>> Start Provided data

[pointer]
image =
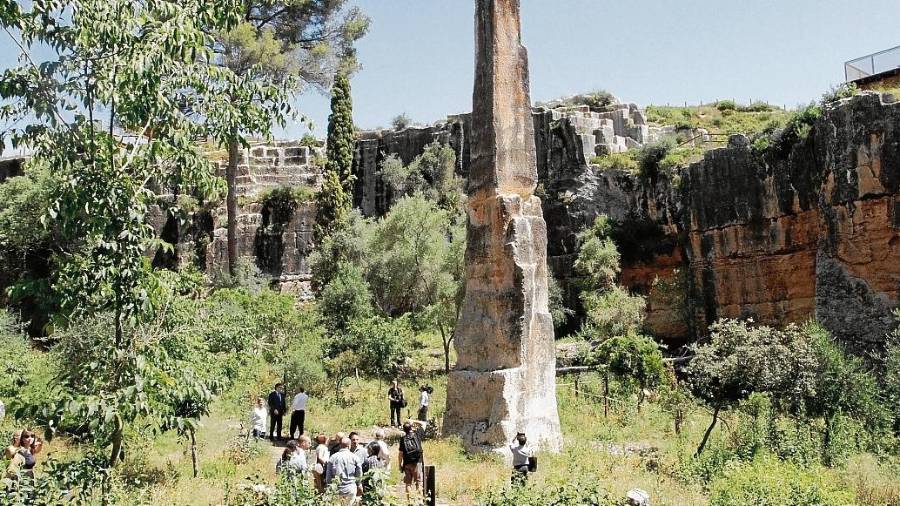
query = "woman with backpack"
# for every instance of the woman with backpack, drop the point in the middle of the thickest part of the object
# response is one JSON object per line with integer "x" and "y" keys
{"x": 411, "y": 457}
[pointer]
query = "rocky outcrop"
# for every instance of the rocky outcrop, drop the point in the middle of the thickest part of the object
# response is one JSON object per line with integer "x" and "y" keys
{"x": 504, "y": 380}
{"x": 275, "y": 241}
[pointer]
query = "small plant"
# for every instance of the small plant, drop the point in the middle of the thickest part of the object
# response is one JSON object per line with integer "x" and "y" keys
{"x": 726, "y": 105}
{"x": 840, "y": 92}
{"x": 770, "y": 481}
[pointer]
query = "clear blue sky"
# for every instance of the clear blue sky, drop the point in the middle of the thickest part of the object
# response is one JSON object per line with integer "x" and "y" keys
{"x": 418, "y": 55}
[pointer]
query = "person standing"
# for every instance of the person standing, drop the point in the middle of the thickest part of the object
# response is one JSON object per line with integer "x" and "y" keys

>> End Provided data

## [What is expected]
Retype every one of the rows above word for word, leaving the pictures out of your copy.

## [The response]
[pointer]
image =
query = "woman with backpack"
# for every instance of the woman with backpack, drop the point in the middle of the thickest part of the object
# response is one JSON object per line with integer "x" and "y" keys
{"x": 411, "y": 457}
[pointer]
query = "rocky outcrop"
# for every instance of the rocky outcrop, drop the point in the middle of the thickest part of the object
# response is one JSON object per line with integer "x" and "y" keys
{"x": 504, "y": 380}
{"x": 275, "y": 241}
[pointer]
query = "small plant"
# for every instance of the small plant, drop the point in the middle of the thickest part of the object
# response is one JSON object per line with integer "x" and "y" keys
{"x": 726, "y": 105}
{"x": 840, "y": 92}
{"x": 770, "y": 481}
[pointer]
query = "clear blue sky"
# for every instance of the clear blue sky, drop the point in the middle of the thickest part of the object
# response is one JSON object per line with integer "x" and "y" keys
{"x": 418, "y": 55}
[pointer]
query = "person standing"
# for every instance of the person standing, drop the point in the middle of the thickest part of the object
# response is one JSON object per line with integer "x" and "y" keys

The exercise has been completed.